Kutipan Pilihan ->
--------------------------------------------------

New York (ANTARA) - Harga minyak berjangka rebound pada akhir perdagangan Kamis (Jumat pagi WIB), setelah anjlok dari level tertinggi multi-tahun sehari sebelumnya, karena pasar menganggap tidak mungkin Amerika Serikat akan merilis cadangan minyak mentah daruratnya atau melarang ekspor untuk mengurangi pasokan yang ketat.
Harga minyak mentah berjangka Brent untuk pengiriman Desember bangkit 87 sen atau 1,1 persen, menjadi menetap di 81,95 dolar AS per barel, setelah anjlok 1,8 persen sehari sebelumnya.
Harga minyak mentah West Texas Intermediate (WTI) AS untuk pengiriman November AS bertambah 87 sen atau 1,1 persen, menjadi ditutup pada 78,30 dolar AS per barel. WTI juga merosot 1,9 persen di sesi sebelumnya.
Kedua kontrak acuan sempat terpuruk sekitar 2 dolar AS per barel pada pagi hari.
Departemen Energi AS mengatakan semua "alat selalu tersedia" untuk mengatasi kondisi pasokan energi yang ketat di pasar.

--------------------------------------------------

Cuplikan Data ->
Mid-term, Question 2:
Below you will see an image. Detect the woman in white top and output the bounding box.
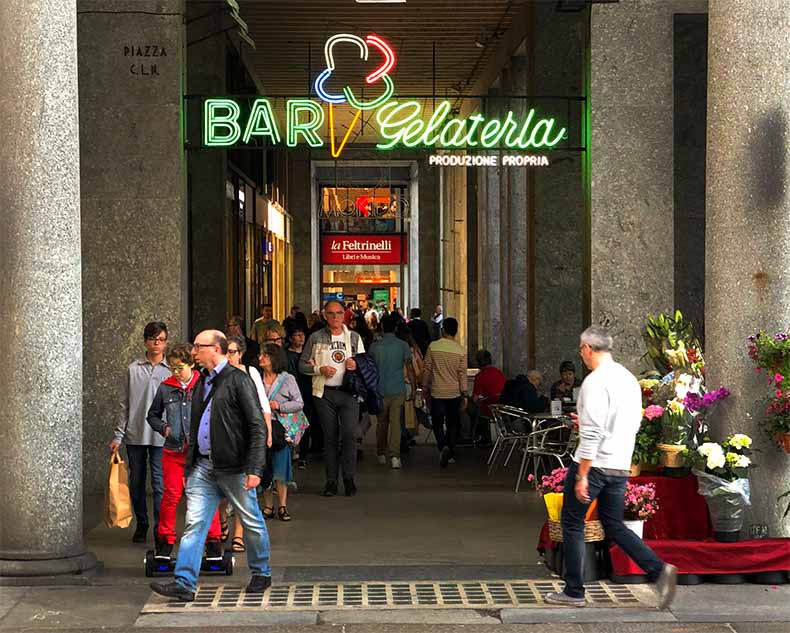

--------------------------------------------------

Lanjutkan berita tentang harga minyak berjangka ini mulai setelah kalimat terakhirnya.

Jawaban Soal ->
Departemen membuat komentar di tengah pertanyaan tentang apakah Pemerintahan Presiden Joe Biden sedang mempertimbangkan memanfaatkan Cadangan Minyak Strategis (SPR) atau mengejar larangan ekspor minyak untuk menurunkan biaya minyak mentah.
Sementara itu penasihat keamanan nasional Biden mendesak para pemasok energi untuk meningkatkan arus pasokan guna memenuhi permintaan, dengan mengatakan bahwa Amerika Serikat khawatir dengan kegagalan mereka untuk melakukannya.
Amerika Serikat kadang-kadang menggunakan cadangan strategisnya, biasanya setelah badai atau gangguan pasokan lainnya. Namun sejak mengakhiri larangan 40 tahun ekspor minyak mentah pada tahun 2015, negara ini telah menjadi pengekspor yang signifikan, dan belum memulai pemotongan ekspor.
Awal pekan ini Organisasi Negara-negara Pengekspor Minyak dan sekutunya (OPEC+) sepakat untuk menaikkan produksi hanya secara bertahap, mengirimkan harga minyak mentah ke level tertinggi multi-tahun.
Pasar minyak telah terus meningkat karena ketatnya pasokan di seluruh dunia, setelah permintaan pulih lebih cepat dari yang diperkirakan dari pandemi COVID-19 di pasar impor besar seperti China.
"Pasar minyak terlihat lebih ketat dalam jangka pendek, yang menunjukkan bahwa harga akan tetap didukung dengan baik hingga akhir tahun," kata Analis ING Warren Patterson dalam sebuah catatan.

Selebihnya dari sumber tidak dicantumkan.